> _Supplied data_

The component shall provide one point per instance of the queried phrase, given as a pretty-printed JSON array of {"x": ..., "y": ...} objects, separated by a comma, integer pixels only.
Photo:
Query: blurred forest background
--
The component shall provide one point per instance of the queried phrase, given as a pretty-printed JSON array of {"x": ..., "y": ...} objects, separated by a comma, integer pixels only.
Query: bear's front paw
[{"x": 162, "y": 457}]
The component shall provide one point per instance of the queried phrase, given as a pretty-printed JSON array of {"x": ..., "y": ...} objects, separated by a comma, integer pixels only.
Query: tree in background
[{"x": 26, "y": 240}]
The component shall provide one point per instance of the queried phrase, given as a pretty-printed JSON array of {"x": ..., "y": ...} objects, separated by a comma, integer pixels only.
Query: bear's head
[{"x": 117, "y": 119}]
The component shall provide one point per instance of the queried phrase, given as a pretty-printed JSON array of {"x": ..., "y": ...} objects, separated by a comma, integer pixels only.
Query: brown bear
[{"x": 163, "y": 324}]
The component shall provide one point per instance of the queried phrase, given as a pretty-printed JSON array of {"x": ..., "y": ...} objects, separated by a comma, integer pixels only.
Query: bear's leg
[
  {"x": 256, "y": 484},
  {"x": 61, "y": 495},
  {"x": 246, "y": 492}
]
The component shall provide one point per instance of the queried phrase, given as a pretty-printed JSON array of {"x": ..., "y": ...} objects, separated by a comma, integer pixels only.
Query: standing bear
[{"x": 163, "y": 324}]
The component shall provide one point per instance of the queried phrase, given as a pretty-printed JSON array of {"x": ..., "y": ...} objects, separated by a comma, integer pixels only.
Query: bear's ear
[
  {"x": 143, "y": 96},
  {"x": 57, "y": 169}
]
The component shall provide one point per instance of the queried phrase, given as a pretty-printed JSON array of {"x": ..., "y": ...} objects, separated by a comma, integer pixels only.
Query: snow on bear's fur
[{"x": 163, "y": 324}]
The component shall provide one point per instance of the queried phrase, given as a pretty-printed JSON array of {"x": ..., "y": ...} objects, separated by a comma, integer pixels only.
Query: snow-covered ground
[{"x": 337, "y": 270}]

> _Given request_
Pull out each line of the records above that contains the string "background". Case counts, so only lines that match its capitalization qualify.

> _Worked solution_
Query: blurred forest background
Query: tree in background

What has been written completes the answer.